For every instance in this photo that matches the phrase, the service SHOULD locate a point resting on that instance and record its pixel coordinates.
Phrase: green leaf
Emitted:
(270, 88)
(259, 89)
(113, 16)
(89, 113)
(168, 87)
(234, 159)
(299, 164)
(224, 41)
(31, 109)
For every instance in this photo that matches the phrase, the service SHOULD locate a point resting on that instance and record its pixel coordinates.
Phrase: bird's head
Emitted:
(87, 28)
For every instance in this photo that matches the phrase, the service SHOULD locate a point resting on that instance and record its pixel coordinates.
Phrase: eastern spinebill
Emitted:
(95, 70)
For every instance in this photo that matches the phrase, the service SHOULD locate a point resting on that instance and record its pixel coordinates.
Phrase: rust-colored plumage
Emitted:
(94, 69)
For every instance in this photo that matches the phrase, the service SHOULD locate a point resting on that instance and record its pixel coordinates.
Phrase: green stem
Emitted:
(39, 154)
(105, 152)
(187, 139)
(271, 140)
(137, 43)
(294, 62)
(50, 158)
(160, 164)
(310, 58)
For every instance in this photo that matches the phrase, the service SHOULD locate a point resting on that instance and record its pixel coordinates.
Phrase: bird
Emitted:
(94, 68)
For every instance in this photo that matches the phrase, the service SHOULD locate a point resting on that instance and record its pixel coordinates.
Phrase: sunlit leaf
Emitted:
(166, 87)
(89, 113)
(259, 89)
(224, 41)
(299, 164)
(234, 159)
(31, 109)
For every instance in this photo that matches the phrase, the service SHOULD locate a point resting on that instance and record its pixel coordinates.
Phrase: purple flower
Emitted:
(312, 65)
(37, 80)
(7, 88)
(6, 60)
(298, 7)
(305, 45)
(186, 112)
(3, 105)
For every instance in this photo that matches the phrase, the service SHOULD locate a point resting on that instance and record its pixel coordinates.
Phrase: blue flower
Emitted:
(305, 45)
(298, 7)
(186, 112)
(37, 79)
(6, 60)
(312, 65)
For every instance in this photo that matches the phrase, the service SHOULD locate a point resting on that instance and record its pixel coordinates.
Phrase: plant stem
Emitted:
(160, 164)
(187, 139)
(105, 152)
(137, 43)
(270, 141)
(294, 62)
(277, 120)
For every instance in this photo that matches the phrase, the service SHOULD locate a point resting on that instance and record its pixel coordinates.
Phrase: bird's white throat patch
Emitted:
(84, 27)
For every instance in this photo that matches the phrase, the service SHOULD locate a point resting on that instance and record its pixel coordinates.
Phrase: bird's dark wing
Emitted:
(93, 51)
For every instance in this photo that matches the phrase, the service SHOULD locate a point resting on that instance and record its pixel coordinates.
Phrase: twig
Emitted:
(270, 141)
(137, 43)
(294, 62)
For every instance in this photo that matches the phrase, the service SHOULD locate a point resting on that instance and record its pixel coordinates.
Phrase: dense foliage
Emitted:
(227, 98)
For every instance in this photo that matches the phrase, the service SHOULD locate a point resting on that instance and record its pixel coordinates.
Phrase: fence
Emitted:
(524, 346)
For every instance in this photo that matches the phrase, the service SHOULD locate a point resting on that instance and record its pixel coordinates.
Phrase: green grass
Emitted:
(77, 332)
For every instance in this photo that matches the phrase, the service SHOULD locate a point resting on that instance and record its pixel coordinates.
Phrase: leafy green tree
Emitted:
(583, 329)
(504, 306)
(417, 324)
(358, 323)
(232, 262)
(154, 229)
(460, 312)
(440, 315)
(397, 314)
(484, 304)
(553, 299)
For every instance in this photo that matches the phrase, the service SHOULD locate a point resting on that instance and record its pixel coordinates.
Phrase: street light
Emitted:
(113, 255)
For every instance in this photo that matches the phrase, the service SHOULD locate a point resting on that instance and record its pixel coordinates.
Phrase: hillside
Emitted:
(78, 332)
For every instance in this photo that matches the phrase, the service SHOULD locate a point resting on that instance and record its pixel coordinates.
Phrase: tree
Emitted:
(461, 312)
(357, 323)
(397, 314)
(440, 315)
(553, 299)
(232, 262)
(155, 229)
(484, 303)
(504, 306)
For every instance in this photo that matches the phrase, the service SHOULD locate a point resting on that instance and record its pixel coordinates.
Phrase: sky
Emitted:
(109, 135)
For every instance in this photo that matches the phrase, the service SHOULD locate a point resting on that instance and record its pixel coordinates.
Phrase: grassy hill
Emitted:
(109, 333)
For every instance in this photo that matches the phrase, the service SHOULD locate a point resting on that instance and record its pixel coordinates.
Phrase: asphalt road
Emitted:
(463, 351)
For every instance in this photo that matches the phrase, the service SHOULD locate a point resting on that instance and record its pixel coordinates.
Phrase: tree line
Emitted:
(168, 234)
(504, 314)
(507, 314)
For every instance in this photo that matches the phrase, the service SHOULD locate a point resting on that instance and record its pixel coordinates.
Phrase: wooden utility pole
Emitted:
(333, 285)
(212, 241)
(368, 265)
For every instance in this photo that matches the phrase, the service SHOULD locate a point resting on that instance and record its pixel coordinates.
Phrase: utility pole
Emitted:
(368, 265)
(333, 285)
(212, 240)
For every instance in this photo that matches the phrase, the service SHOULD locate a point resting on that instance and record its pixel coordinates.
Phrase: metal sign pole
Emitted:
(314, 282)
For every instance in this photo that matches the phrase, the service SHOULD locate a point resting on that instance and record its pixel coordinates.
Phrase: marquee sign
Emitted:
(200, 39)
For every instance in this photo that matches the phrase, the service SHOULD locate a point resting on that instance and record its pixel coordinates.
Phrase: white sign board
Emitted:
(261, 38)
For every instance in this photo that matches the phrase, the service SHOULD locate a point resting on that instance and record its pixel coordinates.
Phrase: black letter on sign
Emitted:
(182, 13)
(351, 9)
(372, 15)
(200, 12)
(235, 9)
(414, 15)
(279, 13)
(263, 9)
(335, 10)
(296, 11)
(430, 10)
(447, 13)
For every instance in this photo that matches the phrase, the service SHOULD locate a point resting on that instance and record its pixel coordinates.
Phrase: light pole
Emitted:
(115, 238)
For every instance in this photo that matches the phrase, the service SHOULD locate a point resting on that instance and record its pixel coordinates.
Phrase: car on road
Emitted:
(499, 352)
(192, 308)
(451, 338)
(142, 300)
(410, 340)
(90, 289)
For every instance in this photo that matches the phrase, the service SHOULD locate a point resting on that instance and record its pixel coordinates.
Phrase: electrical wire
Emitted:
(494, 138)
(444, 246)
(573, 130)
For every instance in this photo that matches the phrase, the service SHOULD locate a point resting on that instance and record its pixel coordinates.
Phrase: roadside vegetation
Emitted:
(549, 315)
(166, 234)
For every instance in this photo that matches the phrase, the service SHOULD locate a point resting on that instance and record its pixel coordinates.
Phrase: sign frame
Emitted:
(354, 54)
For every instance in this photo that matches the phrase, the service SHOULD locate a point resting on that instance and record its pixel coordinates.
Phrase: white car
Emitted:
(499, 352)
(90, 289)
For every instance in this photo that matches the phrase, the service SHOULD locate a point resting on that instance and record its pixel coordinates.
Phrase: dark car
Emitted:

------------------------------------------------

• [Instruction]: Collect each line of the entries above that contains the word "bird". Only matches with the same capitalization count.

• [Written response]:
Phrase: bird's head
Phrase: bird
Phrase: bird's white throat patch
Phrase: bird's dark wing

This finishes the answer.